To me the biggest problem is that the EU Commission is way too busy turning the EU into a totalitarian nightmare instead of trying to compete economically with the US and China. As a result in 17 years China's GDP went from $4 trillion to $20 trillion, surpassing the GDP of the eurozone (which only grew 25%: 25% vs 400%).

That's an abysmal failure and the EU is sinking and it shows anywhere you go to in the EU: cities are becoming shitholes at an alarming speed. And everything is done to try to damage control and prevent people from talking about what is ongoing.

The EU is heading straight into a wall (actually it already hit it).

I want out.


>I want out.

Asia is not so bad. Try Japan.

I do not miss Europe, so you could say it worked out for me.


Well, when fascists are in power, paper won't help anyone. But at this point, as a European I enjoy enumerated human and civil rights from multiple constitutions and several international treaties, which are directly enforceable by courts at the state, national, and European level.

The human and civil rights guaranteed by the US constitution are a complete joke in comparison, and most of them are not guaranteed directly constitution, but by Supreme Court interpretation of vague 18th century law that can change at any time.


You seem to have missed the Bill of Rights. Which is odd, because whenever we tell you during online arguments that our rights are guaranteed, you all say that absolute rights are dumb and it's actually more sophisticated and European to not have them.

Not that courts, legislators, and administrations haven't tried and succeeded in abridging them somewhat in any number of different ways for shorter or longer periods, but the text remains, and can always be referred to in the end. They have to abuse the language in order to abridge the Bill of Rights, and eventually that passes the point of absurdity.

No such challenge in Europe. Every "right" is the right to do something unless it is not allowed.


Is it draconian that piracy sites aren't resolved by some ISPs' DNS?

Is it draconian if no Government entity is involved? And the penalty is unavailability?

I thought draconian implies that the punishment is much too high in relationship to the crime.

Maybe the whole affair is more dystopian rather than draconian: ISPs block access to media even though no law or government asked them to just so they have less hassle with rightholders.


> German government is just as draconian as the US

this is called "disinformation"


Will Germany be banning HN for not deleting it and sentencing nik282000 to a prison term then?


They are considering banning the largest opposition party, are using wiretaps and informants against it [1], have banned (ban since lifted) a magazine [2], and opened a criminal investigation into someone calling a fat politician fat online [3]. They are openly planning even worse [4] (if you dislike the author, keep in mind every claim is sourced, so take it up with the sources).

Given request 1 -> Copy everything from the start of the records down to the line containing "point(699, 995)", requests included. Multiply each answer coordinate by 2.45 and round to whole numbers, halves up, leaving the requests and their sample points unchanged.

Data provided ->
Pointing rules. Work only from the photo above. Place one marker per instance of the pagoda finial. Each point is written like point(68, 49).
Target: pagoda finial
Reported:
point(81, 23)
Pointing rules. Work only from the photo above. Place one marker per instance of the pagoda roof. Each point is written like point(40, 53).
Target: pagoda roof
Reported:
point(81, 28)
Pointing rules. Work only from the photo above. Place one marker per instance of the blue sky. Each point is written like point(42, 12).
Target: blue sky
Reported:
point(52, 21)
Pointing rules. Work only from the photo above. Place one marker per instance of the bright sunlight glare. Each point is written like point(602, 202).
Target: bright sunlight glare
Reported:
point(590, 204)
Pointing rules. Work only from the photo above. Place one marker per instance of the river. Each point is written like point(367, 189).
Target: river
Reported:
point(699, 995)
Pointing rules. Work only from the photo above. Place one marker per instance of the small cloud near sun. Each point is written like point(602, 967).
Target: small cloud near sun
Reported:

Given request 2 -> Pick up the online discussion about the EU, civil rights and the German government where it stops, and keep it going.

Reply 1 ->
Pointing rules. Work only from the photo above. Place one marker per instance of the pagoda finial. Each point is written like point(68, 49).
Target: pagoda finial
Reported:
point(198, 56)
Pointing rules. Work only from the photo above. Place one marker per instance of the pagoda roof. Each point is written like point(40, 53).
Target: pagoda roof
Reported:
point(198, 69)
Pointing rules. Work only from the photo above. Place one marker per instance of the blue sky. Each point is written like point(42, 12).
Target: blue sky
Reported:
point(127, 51)
Pointing rules. Work only from the photo above. Place one marker per instance of the bright sunlight glare. Each point is written like point(602, 202).
Target: bright sunlight glare
Reported:
point(1446, 500)
Pointing rules. Work only from the photo above. Place one marker per instance of the river. Each point is written like point(367, 189).
Target: river
Reported:
point(1713, 2438)

Reply 2 ->
[1] https://www.aljazeera.com/news/2024/5/13/court-confirms-germ...

[2] https://www.dw.com/en/germany-compact-press-freedom-right-wi...

[3] https://www.foxnews.com/media/germany-started-criminal-inves...

[4] Germany announces wide-ranging plans to restrict the speech, travel and economic activity of political dissidents, in order to better control the "thought and speech patterns" of its own people - https://www.eugyppius.com/p/germany-announces-wide-ranging-p...

Edit as reply to nosianu, because I am "posting too fast":

> Liar. Some demand it - but it is not considered by those with the power to actually do it, not even close.

On Monday, the center-left Social Democratic Party (SPD), which is currently serving as the junior coalition partner in Berlin’s conservative-led government, voted unanimously to begin efforts to outlaw [AfD]. - https://edition.cnn.com/2025/07/06/europe/germany-afd-ban-po...

The Jewish German intelligence chief trying to ban the AfD - https://www.telegraph.co.uk/world-news/2025/12/09/jewish-ger...

I would not call the head of German intelligence and ruling coalition parties "not even close". Kindly save that liar label for yourself.

> The AfD happily participates in state and federal elections and is in the federal parliament (Bundestag).

"Considering" means they haven't done it yet. Some tried, but have not yet succeeded.


Largest opposition party?

It's a neo nazi terrorist group with a political wing!

There are 9 main parties in Germany, AfD doesn't even make top 10…

Your comment is like saying the US is shooting political dissidents, and then referring to Al-Qaida or ISIS.


> It's a neo nazi terrorist group with a political wing!

If you have a source showing AfD organized terrorist attacks, please present it. I could find no such thing.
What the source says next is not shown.